→ **Dataset records**:
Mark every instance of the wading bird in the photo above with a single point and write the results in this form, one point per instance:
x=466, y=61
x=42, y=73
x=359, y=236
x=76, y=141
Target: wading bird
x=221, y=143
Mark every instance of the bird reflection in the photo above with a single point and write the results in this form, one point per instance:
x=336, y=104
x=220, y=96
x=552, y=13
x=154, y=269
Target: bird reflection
--
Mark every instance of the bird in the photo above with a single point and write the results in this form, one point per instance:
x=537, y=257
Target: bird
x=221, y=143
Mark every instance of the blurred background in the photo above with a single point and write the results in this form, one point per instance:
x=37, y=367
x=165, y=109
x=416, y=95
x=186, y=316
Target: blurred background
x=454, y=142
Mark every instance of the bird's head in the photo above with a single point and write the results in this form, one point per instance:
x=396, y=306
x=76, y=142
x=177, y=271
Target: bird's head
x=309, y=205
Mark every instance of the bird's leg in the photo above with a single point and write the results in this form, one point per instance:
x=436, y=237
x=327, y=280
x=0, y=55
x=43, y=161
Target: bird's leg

→ **What is expected**: With the line holding "x=76, y=142" as the first and the line holding "Target: bird's leg" as the last, please transcribe exactly the lines of the material above in that range and nothing else.

→ **Result of the exercise**:
x=76, y=142
x=177, y=271
Target: bird's head
x=309, y=205
Mark every instance of the bird's leg in the photo above with a single point and write the results in this form, one point per instance:
x=436, y=237
x=327, y=280
x=0, y=55
x=43, y=161
Target: bird's leg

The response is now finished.